## Start QUOTED TEXT
# Increased hours for the same salary in the HSE



## salaried (10 Apr 2013)

Hello , My wife works in the clerical dept of the HSE ,  Her normal working week is a 32 hour week and has today been told this will increase to a 37 hour working week for the same salary, Has anybody here any info on this as I dont know the ins and outs of the Croke park agreement, Thanks in advance, Regards, Salaried.


----------



## athens2004 (10 Apr 2013)

Yes its all part of new croke park agreement..............some people will increase from 32.5 to 37 hrs and like your wife 35 to 37 hrs  and others from 37 to 39 hrs. If agreed this will come into effect in JUly, 6 months before the old Croke Park agreement runs out.


----------



## terrysgirl33 (11 Apr 2013)
## End QUOTED TEXT
## Start EXTRACTED ENTRIES
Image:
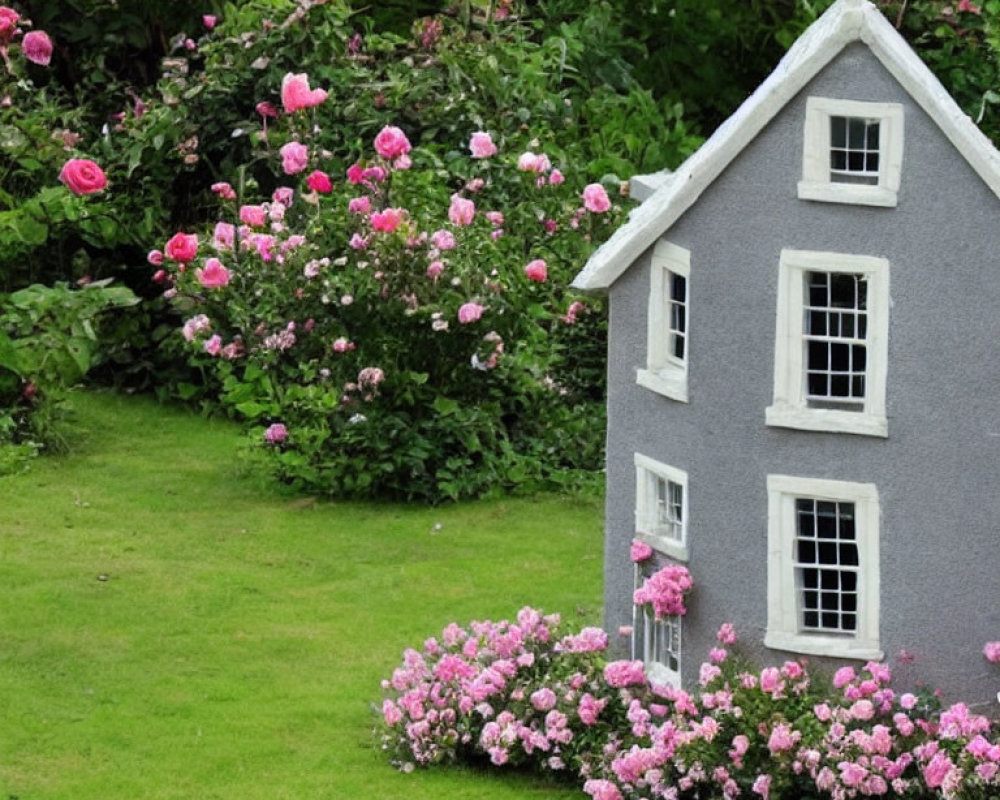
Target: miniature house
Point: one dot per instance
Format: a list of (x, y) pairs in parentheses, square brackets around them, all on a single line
[(804, 379)]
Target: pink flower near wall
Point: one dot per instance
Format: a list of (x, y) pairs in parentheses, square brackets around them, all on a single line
[(391, 143), (296, 94), (37, 47), (82, 176), (294, 157), (595, 198)]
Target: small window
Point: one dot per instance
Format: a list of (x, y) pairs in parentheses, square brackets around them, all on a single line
[(852, 152), (656, 642), (831, 343), (668, 323), (823, 569), (661, 507)]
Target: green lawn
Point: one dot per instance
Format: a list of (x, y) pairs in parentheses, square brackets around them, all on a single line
[(173, 627)]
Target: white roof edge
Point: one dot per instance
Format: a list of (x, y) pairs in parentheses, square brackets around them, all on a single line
[(844, 22)]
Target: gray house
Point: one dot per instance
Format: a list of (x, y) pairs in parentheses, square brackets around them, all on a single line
[(804, 380)]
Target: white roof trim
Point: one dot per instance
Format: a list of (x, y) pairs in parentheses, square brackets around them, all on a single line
[(844, 22)]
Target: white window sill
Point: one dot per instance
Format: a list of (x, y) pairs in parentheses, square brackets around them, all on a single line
[(670, 548), (659, 674), (819, 645), (670, 382), (829, 420), (852, 193)]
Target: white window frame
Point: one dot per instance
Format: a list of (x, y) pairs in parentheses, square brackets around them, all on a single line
[(817, 183), (652, 637), (647, 473), (784, 631), (789, 408), (665, 373)]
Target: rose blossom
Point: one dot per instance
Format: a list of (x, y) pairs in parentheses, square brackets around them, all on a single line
[(296, 94), (294, 157), (537, 271), (319, 181), (276, 433), (182, 247), (391, 142), (82, 176), (214, 275), (37, 47), (461, 211), (481, 145), (254, 216), (595, 198), (470, 312)]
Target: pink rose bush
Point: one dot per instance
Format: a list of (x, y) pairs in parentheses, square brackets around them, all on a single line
[(435, 301), (525, 693)]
## End EXTRACTED ENTRIES
**BRIEF**:
Please list the usernames of everyone who posted in the forum thread on HSE working hours. The items have no connection to the forum thread.

**OUTPUT OF THE TASK**:
salaried, athens2004, terrysgirl33